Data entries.
· · ·

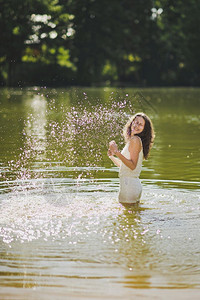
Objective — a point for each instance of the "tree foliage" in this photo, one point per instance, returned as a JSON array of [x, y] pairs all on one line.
[[85, 42]]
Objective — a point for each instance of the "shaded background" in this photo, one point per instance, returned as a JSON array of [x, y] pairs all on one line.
[[99, 42]]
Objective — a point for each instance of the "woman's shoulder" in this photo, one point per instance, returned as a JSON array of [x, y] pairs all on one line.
[[136, 141]]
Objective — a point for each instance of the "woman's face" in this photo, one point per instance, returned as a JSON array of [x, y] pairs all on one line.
[[137, 125]]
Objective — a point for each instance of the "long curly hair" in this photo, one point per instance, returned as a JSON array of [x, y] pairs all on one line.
[[147, 135]]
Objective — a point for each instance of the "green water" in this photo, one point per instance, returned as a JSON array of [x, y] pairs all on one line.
[[62, 231]]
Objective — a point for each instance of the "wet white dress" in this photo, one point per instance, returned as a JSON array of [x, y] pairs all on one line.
[[130, 185]]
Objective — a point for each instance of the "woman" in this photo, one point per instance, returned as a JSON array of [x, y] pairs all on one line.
[[139, 137]]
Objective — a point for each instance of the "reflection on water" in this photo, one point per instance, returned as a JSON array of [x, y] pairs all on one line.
[[61, 225]]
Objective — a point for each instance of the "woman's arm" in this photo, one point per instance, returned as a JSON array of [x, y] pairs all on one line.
[[116, 160], [134, 149]]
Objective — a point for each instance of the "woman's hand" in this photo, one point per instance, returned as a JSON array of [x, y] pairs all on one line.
[[113, 147], [109, 153]]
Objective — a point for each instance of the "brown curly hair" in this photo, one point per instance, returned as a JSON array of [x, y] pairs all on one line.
[[147, 135]]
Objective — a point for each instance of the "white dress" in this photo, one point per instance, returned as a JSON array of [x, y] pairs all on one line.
[[130, 185]]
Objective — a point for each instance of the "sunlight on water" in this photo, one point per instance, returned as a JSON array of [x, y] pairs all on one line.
[[61, 225]]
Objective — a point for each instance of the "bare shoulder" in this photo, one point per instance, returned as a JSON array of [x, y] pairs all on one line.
[[135, 143]]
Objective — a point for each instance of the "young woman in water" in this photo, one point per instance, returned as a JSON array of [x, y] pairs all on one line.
[[139, 137]]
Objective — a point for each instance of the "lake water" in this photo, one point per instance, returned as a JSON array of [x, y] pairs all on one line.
[[63, 234]]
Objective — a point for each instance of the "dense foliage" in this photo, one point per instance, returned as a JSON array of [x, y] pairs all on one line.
[[95, 42]]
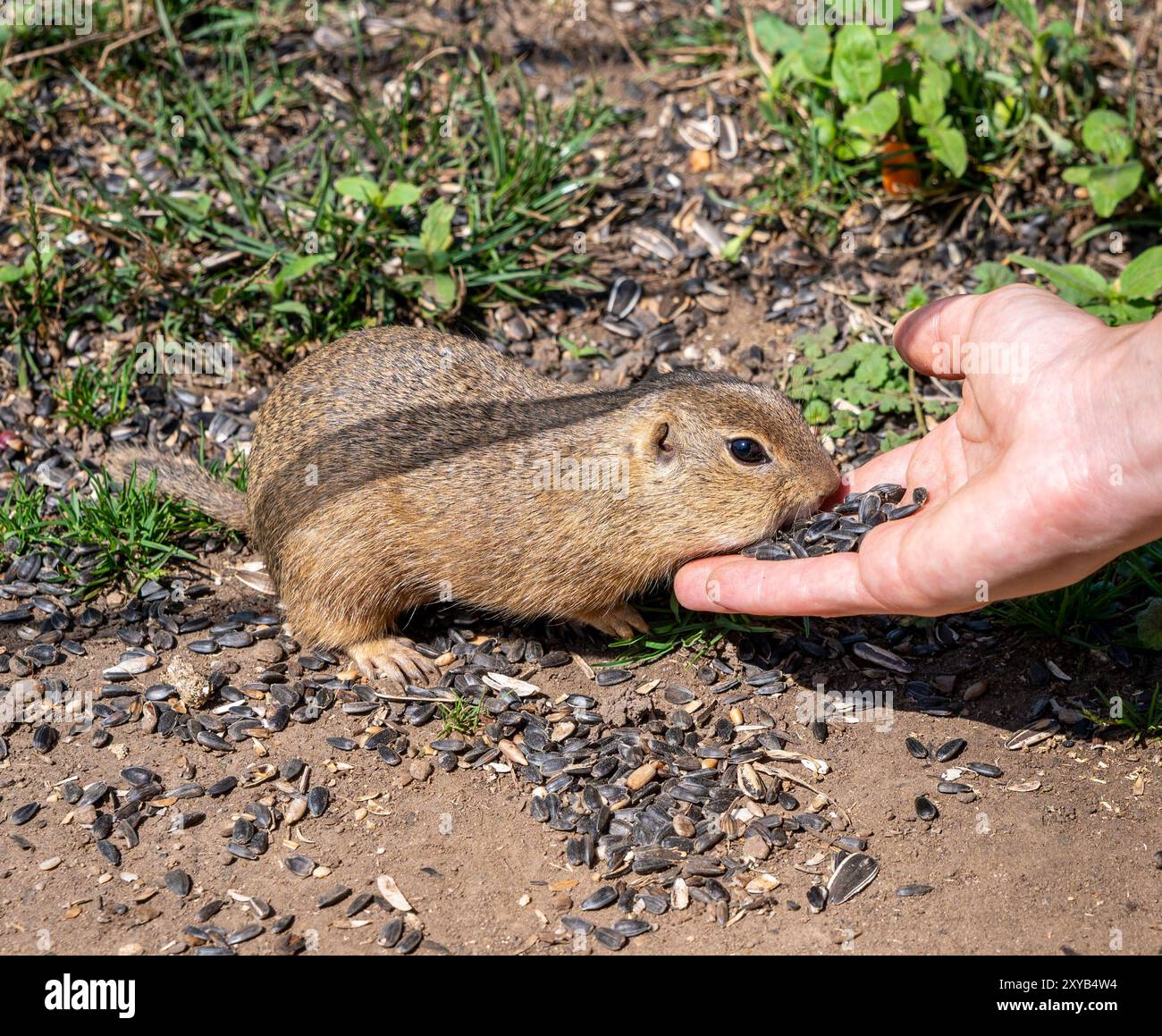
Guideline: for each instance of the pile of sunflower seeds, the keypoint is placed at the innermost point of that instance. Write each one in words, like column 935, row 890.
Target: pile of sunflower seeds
column 841, row 528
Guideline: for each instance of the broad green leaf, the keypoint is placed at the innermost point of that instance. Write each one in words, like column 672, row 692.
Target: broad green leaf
column 401, row 194
column 359, row 189
column 991, row 275
column 774, row 35
column 928, row 105
column 816, row 50
column 1107, row 134
column 874, row 119
column 855, row 64
column 947, row 146
column 1142, row 278
column 1076, row 283
column 436, row 232
column 1110, row 185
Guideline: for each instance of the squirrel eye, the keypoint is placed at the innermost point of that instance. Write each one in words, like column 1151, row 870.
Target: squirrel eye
column 747, row 451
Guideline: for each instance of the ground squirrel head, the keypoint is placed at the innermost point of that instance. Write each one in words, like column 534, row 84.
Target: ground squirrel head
column 725, row 462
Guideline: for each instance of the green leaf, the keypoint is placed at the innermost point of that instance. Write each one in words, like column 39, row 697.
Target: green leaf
column 291, row 306
column 438, row 291
column 930, row 39
column 732, row 250
column 401, row 194
column 928, row 105
column 872, row 369
column 1142, row 276
column 359, row 189
column 852, row 148
column 816, row 50
column 1023, row 12
column 991, row 275
column 876, row 117
column 1076, row 283
column 1107, row 134
column 948, row 147
column 302, row 265
column 436, row 232
column 1108, row 185
column 817, row 412
column 774, row 35
column 823, row 125
column 1062, row 147
column 855, row 66
column 1149, row 625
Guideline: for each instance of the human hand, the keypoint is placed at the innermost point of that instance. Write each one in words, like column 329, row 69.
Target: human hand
column 1050, row 467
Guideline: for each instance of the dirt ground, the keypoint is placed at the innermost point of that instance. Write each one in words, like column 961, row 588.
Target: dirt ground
column 1064, row 868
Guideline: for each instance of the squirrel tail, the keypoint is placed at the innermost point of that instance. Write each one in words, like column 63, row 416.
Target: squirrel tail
column 184, row 477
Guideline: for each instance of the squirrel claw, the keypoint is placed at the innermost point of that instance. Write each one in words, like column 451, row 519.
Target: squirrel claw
column 393, row 659
column 622, row 620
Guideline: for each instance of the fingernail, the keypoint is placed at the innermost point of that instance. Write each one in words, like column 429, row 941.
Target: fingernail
column 926, row 310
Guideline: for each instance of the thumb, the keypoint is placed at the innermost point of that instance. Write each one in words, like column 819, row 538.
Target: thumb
column 945, row 338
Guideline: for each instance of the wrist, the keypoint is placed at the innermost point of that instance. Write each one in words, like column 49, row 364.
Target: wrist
column 1135, row 414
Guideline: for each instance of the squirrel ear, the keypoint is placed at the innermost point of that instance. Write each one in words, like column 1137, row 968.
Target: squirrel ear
column 658, row 442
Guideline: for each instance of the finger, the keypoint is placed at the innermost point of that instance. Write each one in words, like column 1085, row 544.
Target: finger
column 963, row 334
column 829, row 585
column 886, row 467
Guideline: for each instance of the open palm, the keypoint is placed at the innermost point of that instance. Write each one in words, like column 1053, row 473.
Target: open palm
column 1049, row 468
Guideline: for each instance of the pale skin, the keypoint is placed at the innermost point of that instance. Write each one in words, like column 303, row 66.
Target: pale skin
column 1039, row 478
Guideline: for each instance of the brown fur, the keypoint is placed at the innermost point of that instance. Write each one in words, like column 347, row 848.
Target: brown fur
column 398, row 467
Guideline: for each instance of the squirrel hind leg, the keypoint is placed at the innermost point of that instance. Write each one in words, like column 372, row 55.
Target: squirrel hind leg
column 394, row 660
column 622, row 620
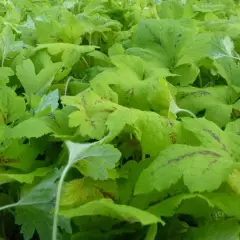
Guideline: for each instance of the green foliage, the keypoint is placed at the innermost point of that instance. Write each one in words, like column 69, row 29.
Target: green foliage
column 119, row 119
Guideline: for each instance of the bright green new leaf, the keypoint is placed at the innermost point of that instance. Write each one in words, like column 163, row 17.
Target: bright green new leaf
column 32, row 127
column 214, row 102
column 5, row 73
column 8, row 44
column 94, row 159
column 36, row 83
column 198, row 205
column 42, row 192
column 71, row 53
column 12, row 107
column 48, row 103
column 202, row 169
column 106, row 207
column 170, row 43
column 233, row 127
column 229, row 70
column 38, row 217
column 78, row 192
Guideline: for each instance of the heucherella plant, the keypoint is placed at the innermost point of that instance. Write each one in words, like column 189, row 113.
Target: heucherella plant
column 119, row 120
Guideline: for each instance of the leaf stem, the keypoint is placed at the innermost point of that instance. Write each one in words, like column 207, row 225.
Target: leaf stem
column 8, row 206
column 57, row 204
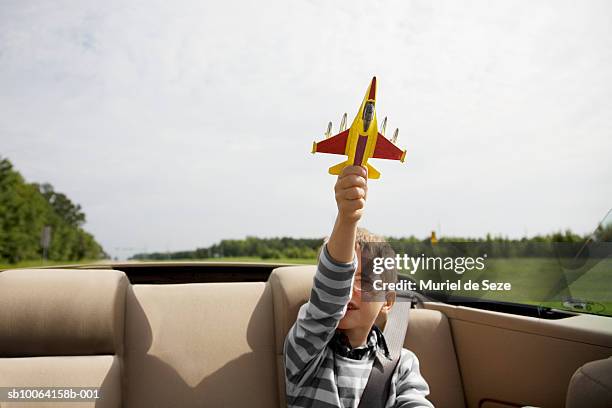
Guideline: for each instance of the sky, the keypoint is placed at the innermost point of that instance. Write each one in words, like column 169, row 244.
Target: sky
column 178, row 124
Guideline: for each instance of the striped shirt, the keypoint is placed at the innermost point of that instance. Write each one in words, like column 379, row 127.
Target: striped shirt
column 315, row 375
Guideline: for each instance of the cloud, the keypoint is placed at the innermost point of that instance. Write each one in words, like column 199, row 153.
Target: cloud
column 176, row 125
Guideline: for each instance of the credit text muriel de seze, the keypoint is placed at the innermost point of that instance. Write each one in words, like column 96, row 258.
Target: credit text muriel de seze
column 412, row 264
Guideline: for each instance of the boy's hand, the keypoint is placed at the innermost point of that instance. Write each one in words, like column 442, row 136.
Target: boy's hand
column 351, row 192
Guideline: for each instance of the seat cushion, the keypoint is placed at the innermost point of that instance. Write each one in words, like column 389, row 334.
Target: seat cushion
column 200, row 345
column 51, row 312
column 591, row 385
column 66, row 371
column 428, row 336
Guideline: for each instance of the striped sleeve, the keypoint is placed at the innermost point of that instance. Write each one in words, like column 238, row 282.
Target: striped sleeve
column 410, row 386
column 317, row 319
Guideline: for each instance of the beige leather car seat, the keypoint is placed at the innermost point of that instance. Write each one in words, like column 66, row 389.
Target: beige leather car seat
column 62, row 328
column 429, row 336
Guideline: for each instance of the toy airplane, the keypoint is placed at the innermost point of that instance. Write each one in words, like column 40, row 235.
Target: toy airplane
column 362, row 140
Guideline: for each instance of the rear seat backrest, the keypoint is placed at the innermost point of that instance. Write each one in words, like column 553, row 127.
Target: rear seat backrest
column 200, row 345
column 428, row 336
column 63, row 328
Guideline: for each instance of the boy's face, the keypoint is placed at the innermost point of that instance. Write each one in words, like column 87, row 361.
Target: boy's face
column 362, row 314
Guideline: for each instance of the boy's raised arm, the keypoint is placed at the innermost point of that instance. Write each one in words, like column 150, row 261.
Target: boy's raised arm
column 318, row 318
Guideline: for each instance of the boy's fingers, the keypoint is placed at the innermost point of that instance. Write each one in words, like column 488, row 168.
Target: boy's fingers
column 351, row 180
column 354, row 193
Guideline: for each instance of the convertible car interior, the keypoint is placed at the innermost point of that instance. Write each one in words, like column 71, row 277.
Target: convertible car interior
column 211, row 335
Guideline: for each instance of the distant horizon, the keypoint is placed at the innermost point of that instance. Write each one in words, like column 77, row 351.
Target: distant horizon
column 172, row 131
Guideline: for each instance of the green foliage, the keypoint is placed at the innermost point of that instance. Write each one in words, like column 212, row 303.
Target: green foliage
column 265, row 248
column 26, row 208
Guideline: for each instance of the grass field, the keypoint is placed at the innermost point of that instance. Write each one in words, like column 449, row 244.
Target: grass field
column 534, row 281
column 539, row 281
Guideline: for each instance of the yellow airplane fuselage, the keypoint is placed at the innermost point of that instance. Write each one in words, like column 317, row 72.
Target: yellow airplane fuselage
column 362, row 135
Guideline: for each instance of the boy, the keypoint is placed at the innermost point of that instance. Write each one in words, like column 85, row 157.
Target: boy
column 330, row 350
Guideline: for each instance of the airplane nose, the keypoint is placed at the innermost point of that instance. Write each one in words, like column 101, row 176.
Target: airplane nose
column 372, row 94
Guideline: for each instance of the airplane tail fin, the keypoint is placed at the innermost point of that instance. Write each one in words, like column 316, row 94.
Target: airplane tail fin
column 337, row 169
column 372, row 172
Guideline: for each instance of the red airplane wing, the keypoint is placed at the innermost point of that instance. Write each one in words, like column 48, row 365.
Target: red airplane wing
column 386, row 150
column 334, row 145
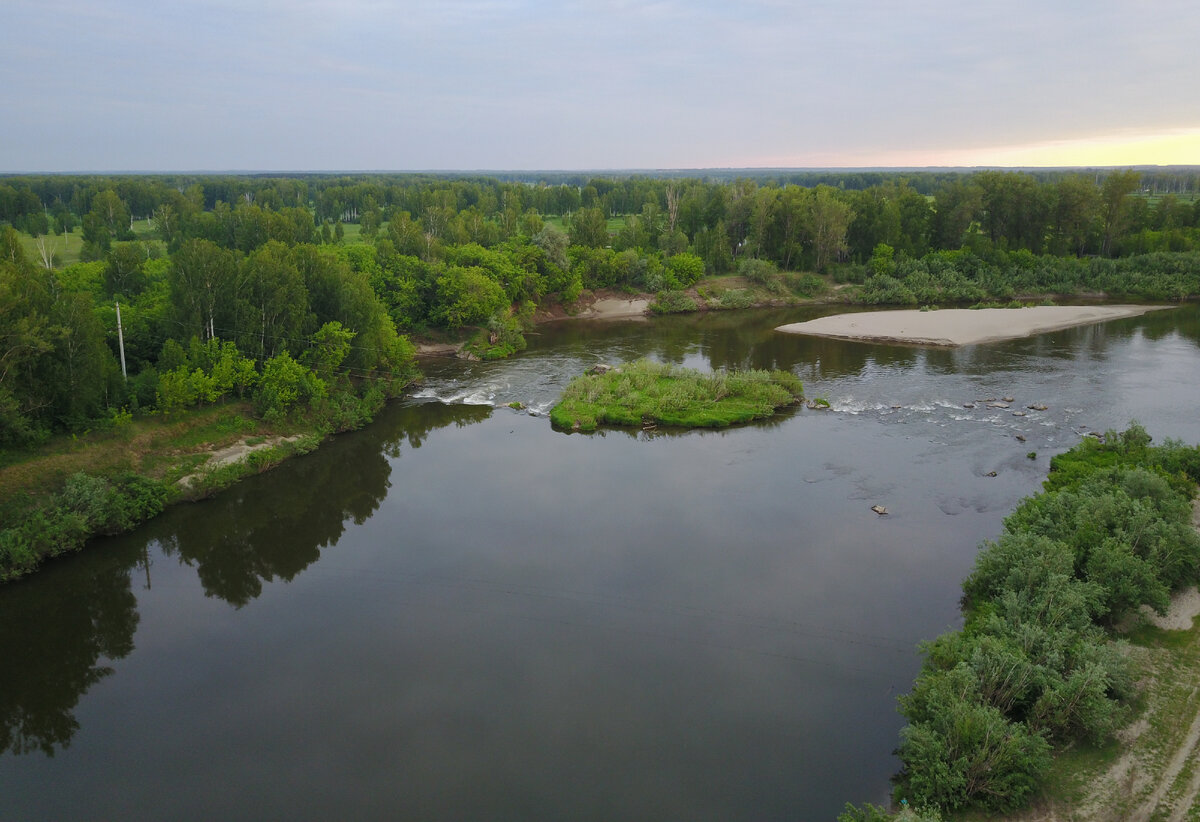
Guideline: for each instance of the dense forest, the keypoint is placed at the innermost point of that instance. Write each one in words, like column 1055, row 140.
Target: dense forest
column 298, row 291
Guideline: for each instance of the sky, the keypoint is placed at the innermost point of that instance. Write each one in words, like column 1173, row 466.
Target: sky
column 161, row 85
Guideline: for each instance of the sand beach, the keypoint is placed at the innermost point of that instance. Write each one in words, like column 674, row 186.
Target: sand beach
column 960, row 327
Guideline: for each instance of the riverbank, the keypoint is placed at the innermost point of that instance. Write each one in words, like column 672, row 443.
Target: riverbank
column 53, row 499
column 1152, row 769
column 959, row 327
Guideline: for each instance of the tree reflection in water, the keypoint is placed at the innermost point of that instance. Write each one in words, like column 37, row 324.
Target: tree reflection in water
column 66, row 623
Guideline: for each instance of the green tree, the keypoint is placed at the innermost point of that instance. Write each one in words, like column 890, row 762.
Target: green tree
column 828, row 222
column 276, row 301
column 204, row 287
column 588, row 227
column 467, row 297
column 1115, row 205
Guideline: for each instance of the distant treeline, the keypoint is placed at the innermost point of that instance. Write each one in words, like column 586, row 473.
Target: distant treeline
column 292, row 265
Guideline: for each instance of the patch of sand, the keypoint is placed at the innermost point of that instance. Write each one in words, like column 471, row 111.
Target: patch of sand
column 1185, row 609
column 616, row 309
column 232, row 454
column 959, row 327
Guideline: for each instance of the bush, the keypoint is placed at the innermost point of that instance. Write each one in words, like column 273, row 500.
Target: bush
column 1032, row 664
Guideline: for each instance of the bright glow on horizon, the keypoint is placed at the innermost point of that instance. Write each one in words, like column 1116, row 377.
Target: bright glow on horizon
column 1177, row 147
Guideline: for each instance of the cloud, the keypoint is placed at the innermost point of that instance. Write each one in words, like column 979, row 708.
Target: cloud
column 504, row 83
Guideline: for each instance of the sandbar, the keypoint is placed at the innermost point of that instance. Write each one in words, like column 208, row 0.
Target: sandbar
column 959, row 327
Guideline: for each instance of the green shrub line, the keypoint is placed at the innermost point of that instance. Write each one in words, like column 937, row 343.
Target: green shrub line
column 646, row 393
column 85, row 507
column 1037, row 665
column 89, row 505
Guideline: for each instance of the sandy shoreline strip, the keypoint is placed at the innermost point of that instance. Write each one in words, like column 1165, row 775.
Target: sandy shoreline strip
column 959, row 327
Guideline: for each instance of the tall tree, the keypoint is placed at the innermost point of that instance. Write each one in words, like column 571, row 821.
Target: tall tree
column 828, row 222
column 204, row 287
column 1115, row 193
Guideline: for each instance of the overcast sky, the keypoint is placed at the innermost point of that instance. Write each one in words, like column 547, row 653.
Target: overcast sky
column 604, row 84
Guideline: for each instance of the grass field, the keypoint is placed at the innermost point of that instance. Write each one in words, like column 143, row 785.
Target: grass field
column 66, row 247
column 646, row 393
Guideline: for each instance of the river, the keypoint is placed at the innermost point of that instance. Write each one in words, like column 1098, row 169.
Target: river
column 460, row 613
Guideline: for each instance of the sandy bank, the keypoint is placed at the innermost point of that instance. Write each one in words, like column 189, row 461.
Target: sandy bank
column 959, row 327
column 615, row 309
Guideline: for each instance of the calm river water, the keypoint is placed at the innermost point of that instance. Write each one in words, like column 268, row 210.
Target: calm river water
column 461, row 613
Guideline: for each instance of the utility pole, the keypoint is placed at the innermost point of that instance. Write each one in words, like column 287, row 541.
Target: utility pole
column 120, row 341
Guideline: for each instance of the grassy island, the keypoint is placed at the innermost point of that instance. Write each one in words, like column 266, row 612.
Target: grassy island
column 651, row 393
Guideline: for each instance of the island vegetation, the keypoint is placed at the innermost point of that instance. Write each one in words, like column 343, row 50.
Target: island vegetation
column 1041, row 665
column 289, row 301
column 649, row 394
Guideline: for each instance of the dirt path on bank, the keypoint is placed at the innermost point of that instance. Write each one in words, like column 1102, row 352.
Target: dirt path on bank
column 1156, row 777
column 232, row 454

· · ·

What you need to do.
A verbatim transcription is required of the lines from the one with "Target: grassy island" through the final line of the entries above, and of nothing else.

Response area.
Target: grassy island
column 651, row 393
Guideline: for each instance of the island vegetation, the keypoint is placed at the innermost point of that instance. Write each one in words, like column 343, row 50.
Target: island vegetation
column 1041, row 665
column 289, row 301
column 649, row 394
Guideline: for each instance of the dirt path on bank, the keypoint is placed at the innermost point of that instance. Write each one in words, like column 1102, row 352.
Target: dirt path on bank
column 1156, row 777
column 232, row 454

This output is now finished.